§ **What needs to be done**
Revise the items below by changing every "Audit instructions" to "Review instructions", leaving everything else unchanged.

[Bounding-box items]
□ □ □ □ □

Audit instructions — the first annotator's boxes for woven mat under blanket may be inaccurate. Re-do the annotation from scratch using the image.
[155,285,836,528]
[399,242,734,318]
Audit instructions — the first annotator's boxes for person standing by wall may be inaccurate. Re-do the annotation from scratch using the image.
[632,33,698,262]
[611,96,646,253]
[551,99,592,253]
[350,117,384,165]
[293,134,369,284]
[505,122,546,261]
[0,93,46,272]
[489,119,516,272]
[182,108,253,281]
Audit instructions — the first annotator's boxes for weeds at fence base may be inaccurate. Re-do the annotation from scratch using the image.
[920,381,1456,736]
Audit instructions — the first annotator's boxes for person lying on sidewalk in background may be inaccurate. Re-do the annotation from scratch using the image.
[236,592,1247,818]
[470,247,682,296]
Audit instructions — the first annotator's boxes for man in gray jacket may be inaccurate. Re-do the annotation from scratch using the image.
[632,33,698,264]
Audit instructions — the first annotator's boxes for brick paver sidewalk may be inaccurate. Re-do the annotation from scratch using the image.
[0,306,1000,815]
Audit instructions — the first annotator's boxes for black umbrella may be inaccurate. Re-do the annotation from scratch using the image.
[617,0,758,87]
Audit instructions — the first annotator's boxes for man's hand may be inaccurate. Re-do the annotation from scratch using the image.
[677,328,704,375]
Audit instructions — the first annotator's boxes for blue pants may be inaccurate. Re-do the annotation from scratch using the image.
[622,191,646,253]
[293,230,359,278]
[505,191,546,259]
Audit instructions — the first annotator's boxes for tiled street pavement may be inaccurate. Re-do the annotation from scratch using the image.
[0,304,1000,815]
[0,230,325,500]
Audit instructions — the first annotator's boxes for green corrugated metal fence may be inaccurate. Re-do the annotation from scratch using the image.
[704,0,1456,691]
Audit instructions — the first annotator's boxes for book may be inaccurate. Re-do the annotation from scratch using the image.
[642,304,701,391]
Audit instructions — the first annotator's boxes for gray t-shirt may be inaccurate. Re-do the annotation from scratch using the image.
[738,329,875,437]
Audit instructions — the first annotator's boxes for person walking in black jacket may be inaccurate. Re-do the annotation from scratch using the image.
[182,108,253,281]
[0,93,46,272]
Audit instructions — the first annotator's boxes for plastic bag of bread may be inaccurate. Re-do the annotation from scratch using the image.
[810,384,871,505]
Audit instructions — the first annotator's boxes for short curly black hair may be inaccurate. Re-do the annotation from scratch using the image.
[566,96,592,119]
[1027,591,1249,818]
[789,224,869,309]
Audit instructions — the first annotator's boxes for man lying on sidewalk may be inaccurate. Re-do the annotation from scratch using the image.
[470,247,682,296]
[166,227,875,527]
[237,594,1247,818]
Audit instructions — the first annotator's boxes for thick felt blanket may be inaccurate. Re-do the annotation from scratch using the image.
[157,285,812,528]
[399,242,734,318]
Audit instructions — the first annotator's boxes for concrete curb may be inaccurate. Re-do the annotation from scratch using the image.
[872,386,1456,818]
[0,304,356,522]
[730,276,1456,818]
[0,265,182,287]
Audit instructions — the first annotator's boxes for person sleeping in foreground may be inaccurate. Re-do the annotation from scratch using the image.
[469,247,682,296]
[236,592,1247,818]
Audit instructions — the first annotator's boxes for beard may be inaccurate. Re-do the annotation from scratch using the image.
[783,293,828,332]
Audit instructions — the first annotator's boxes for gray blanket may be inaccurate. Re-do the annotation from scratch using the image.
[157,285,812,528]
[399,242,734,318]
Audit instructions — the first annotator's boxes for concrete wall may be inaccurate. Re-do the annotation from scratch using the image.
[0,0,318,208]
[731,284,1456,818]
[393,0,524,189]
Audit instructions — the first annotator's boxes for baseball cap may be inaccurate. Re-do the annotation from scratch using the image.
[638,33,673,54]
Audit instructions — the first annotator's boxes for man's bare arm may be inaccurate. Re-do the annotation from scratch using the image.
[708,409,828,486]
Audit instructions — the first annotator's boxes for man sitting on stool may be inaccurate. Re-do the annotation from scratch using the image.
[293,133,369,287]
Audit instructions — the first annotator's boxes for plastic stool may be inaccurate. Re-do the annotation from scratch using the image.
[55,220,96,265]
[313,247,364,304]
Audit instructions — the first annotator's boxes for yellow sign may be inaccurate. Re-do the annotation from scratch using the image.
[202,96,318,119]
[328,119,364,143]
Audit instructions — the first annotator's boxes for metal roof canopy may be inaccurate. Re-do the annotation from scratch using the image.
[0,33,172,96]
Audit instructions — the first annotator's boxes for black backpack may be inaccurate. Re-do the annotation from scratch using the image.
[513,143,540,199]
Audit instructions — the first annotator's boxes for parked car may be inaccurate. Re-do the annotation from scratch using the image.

□ □ □ □ □

§ **Complete output**
Review instructions — the first annotator's boxes for woven mat under blanket may be inaccurate. Re-do the annotation from scratch using the image.
[155,285,836,528]
[399,242,734,318]
Review instructions — the first annotator's boxes for person standing by wall may be inaccurate. Re-do the annotation from scratch using the image.
[632,33,698,262]
[611,96,646,253]
[551,99,592,253]
[350,117,384,165]
[293,134,369,284]
[505,122,546,261]
[0,93,46,272]
[489,119,516,272]
[182,108,253,281]
Review instructions — the first annotator's boxes for weeds at fence base may be inaccurate. Re-do the annotation from scratch using the image.
[920,381,1456,736]
Review instructions — the first annotator's boxes for person lying on sidewalk in background may be inaccurate. Re-do the annotation from scratch using the image.
[236,592,1247,818]
[470,247,682,296]
Review instructions — the first annotator's boxes for man in gray jacket may be inaccurate. Re-do the annotation from scratch using the image.
[632,33,698,264]
Review instructions — the first annotator's boxes for brick paver sidewalk may be inaccurate. Re-do the annotation from scratch using the image.
[0,306,1000,815]
Review instructions — the first annotator's boxes for black umbrella may be inaccurate. Re-do the annotation from scratch using the image.
[617,0,758,87]
Review instructions — the first annotator's boxes for man's hand may be inaccurate. Re-do the annotation from scratch using the image.
[677,328,704,375]
Review instructions — the first annotator's boxes for blue pants may be inaccurate. Re-do the annotation from scratch using the image.
[622,191,646,253]
[293,230,359,278]
[505,191,546,259]
Review instructions — the first annotator's boxes for tiled street pavement may be inaccurate. Re-do the annotation from scratch using the image.
[0,304,1000,815]
[0,230,325,500]
Review instructions — the first annotator's boxes for green corrugated metal fence may be inaccurate. Re-do the annotation from scratch using the image.
[704,0,1456,691]
Review instructions — the first annotator's boxes for book may be inaccurate. Re-do the annotation from scratch using the image.
[642,304,701,391]
Review instructions — the first annotator's boxes for gray t-shirt may be inaccurate. Re-do the annotation from scratch using the image.
[738,329,875,437]
Review instructions — the first annotator's boxes for person walking in black jacket may be inaccurate. Re-do the annotation from scratch using the image.
[182,108,253,281]
[0,93,46,272]
Review instructions — the first annotator's boxes for plastic bag of bread may be inaccurate. Re-do the annotation from scratch using the image.
[810,384,871,505]
Review instructions — the first annotator's boxes for short curly black hair may be inaccurate. Re-do the annotation from scratch using the image.
[566,96,592,119]
[1027,591,1249,818]
[789,224,869,309]
Review instructions — the first annotator's boxes for man lying on sidewalk may be inaccurate. Re-do the annotation from scratch using the image.
[470,247,682,296]
[166,227,875,527]
[237,594,1247,818]
Review instructions — the first annotator's boxes for thick felt blanket may be inaccurate. Re-do the annotation from scratch using the image.
[157,285,812,528]
[399,242,734,318]
Review instructions — the first annotator's boxes for concrete curb may be inaccurate. Re-do the annotation from scratch using the image.
[872,386,1456,818]
[0,304,356,522]
[730,276,1456,818]
[0,265,182,287]
Review instructions — the first annotator's boxes for person sleeping in foreground may be inaccurate. Re-do the annotation from scratch using the image.
[469,247,682,296]
[236,592,1247,818]
Review instructions — the first annotator's boxes for beard may be inaccurate. Re-do the annotation from scratch using the image.
[783,293,828,332]
Review instructions — the first annotator's boxes for gray blanket may be inaccurate. Re-do the annotation from scratch using the image.
[157,285,812,528]
[399,242,734,318]
Review instructions — the first annotator's boxes for concrete wall may be inaccurate. Re-do the annotation from scratch using the image.
[0,0,318,208]
[731,284,1456,818]
[393,0,524,189]
Review instructions — the first annotator's boxes for baseball cap may be inaccurate. Re-do the annotation from scratch using the image.
[638,33,673,54]
Review instructions — the first annotator's boxes for man's bare arm may be inaccurate. Re-do the annotation from scratch using the image.
[708,409,828,486]
Review instructions — the first annotator's boxes for man sitting on stool may be inaccurate. Re-do the annotation from scratch using the image.
[293,133,369,287]
Review instructions — the first annotator's boxes for plastic stool may be inaccurate. Re-do the annotation from scratch using the image.
[55,220,96,265]
[313,247,364,304]
Review instructions — the first annotator's boxes for yellow sign may be inaccurate. Re-do the annotation from scratch using the image.
[202,96,318,119]
[328,119,364,143]
Review instructions — the first annotator's boxes for metal roof canopy may be inaccurate. Re-do the annotation from scratch using the image.
[0,33,172,96]
Review instructions — the first annotator's boxes for black backpack may be inaccurate. Re-do the annotation from scratch using the image.
[513,143,540,199]
Review instructions — the first annotator's boxes for parked car may be inaccurate. Re-do the annotation from scratch using the image.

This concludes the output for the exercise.